§ **Problem requirements**: Write out the material between the line holding "Target: fog" and the line holding "Target: snowy field", inclusive, with each line copied exactly and nothing else included.

§ **Data excerpts**:
# # # # # # #

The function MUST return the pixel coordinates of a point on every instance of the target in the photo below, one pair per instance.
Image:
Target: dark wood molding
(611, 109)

# # # # # # #

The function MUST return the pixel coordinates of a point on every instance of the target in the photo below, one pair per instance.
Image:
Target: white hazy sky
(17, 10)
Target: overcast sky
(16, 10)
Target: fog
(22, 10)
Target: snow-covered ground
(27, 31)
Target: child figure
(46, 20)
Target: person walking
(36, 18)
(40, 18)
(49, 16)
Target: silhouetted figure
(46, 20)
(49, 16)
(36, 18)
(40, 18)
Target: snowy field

# # # # # # #

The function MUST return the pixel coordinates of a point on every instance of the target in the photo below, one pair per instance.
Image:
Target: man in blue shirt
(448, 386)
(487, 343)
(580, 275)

# # # # # # #

§ **Result of this exercise**:
Target: fog
(22, 10)
Target: snow-covered ground
(27, 31)
Target: child figure
(46, 20)
Target: person walking
(36, 18)
(40, 18)
(49, 16)
Target: silhouetted figure
(46, 20)
(49, 16)
(36, 18)
(40, 18)
Target: snowy field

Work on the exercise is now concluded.